- Exercise passage -
/---

Physicians?not a cost-driven third party?should be the decision makers in determining whether a scan is necessary.

David Fisher

There are better alternatives to the growing trend of prior authorization in the medical imaging community that support physician choice, protect patient safety, and preserve access to care. Rather than leaving the decision-making to a third party, physicians should be equipped with tools, such as physician-developed imaging appropriateness criteria and clinical decision support systems, to determine whether scans are medically necessary for their patients. These tools facilitate informed health care decisions and keep these decisions in the hands of the physician.

Physician choice is a critical pillar of medicine. By definition, prior authorization requirements place a barrier between patients and what their doctors determine is the right scan at the right time. Radiology benefit managers, or RBMs, are one form of prior authorization that threatens these choices. For instance, we know that physicians may order fewer tests to avoid the difficulty of navigating an RBM’s authorization procedures.1 Moreover, RBMs’ methodology and processes have not been validated as an effective clinical decision tool. No peer-reviewed clinical evidence exists indicating that RBMs’ algorithms for approving, denying, or altering scans are safe. Due to this lack of transparency and accountability to the public, the Department of Health and Human Services expressed concerns about the use of RBMs in the Medicare program in its response to a 2008 Government Accountability Office report.

RBMs are transparent about intending to reduce scan volume; however, the data on the savings they claim to offer is not as clear. While RBMs initially reduce costs, the ongoing administrative burden of RBMs shifts costs to physicians. A study published in the Journal of the American College of Radiology found that “significant RBM-related costs are shifted onto physicians and their staff members who expend resources complying with RBM requirements. This cost shifting creates scenarios in which RBMs are cost saving from the perspective of a health plan but actually increase costs to the health care system overall.”1

Many claims regarding RBM savings in the public and private sector are made with the narrow perspective of savings directly obtained by Medicare or private health plans and not with a holistic view of health care systems. Similar benefits management programs such as pharmaceutical benefits programs have spread administrative burden down to providers at substantial cost.2 It is worth remembering that time spent by physicians and other care providers fighting for scans is not merely a dollar figure lost but also time that could be spent with their patients.

\---

- Work item -
Answer these questions using the text on radiology benefit managers:
(a) What does the abbreviation "RBMs" stand for?
(b) Which department expressed concerns about the use of RBMs in the Medicare program, and in response to what?
(c) In which journal was the study on RBM-related cost shifting published?

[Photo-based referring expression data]
/---

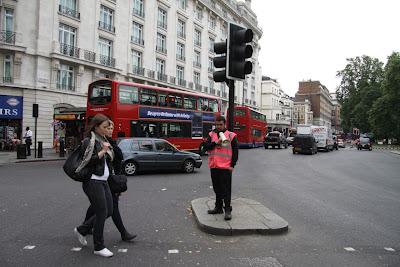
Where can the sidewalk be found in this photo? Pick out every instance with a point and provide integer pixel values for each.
(49, 154)
(248, 217)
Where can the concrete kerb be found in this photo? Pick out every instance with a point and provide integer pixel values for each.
(249, 217)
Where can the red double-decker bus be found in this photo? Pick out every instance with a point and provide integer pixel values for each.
(138, 110)
(250, 126)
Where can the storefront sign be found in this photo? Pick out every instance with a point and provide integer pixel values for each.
(11, 107)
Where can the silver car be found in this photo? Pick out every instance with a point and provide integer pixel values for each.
(142, 154)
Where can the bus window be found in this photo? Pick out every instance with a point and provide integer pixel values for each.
(148, 97)
(202, 104)
(128, 94)
(213, 105)
(100, 94)
(174, 101)
(162, 100)
(189, 103)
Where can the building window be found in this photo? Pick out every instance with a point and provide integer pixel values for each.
(162, 18)
(181, 30)
(106, 19)
(68, 7)
(138, 8)
(7, 75)
(180, 51)
(66, 38)
(211, 22)
(137, 62)
(196, 77)
(198, 13)
(211, 44)
(180, 74)
(137, 34)
(197, 59)
(182, 4)
(65, 78)
(197, 37)
(210, 64)
(161, 43)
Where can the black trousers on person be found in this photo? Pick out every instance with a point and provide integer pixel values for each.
(222, 185)
(116, 216)
(100, 198)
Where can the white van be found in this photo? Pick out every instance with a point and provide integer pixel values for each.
(323, 135)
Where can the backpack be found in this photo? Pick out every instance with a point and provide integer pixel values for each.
(72, 163)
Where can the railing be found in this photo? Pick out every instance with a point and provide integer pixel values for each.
(107, 61)
(161, 49)
(69, 12)
(69, 50)
(138, 12)
(138, 70)
(137, 40)
(180, 57)
(162, 77)
(7, 37)
(107, 27)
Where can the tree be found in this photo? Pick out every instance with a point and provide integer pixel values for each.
(384, 115)
(359, 88)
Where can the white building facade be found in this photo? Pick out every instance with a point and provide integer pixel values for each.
(50, 50)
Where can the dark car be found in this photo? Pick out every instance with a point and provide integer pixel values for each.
(141, 154)
(364, 143)
(275, 139)
(305, 144)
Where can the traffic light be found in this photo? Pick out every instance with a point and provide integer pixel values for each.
(220, 62)
(238, 51)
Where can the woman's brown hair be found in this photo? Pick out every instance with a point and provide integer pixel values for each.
(96, 121)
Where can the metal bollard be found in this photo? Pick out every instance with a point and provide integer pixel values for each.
(40, 149)
(62, 148)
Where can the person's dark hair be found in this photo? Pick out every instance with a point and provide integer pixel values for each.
(96, 121)
(220, 118)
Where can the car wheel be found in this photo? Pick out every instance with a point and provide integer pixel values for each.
(130, 168)
(188, 166)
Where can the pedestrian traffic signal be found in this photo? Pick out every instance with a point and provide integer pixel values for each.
(220, 62)
(238, 51)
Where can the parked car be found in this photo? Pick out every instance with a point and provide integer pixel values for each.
(341, 143)
(141, 154)
(275, 139)
(305, 143)
(364, 143)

\---

- Exercise answer -
(a) Radiology benefit managers.
(b) The Department of Health and Human Services, in its response to a 2008 Government Accountability Office report.
(c) The Journal of the American College of Radiology.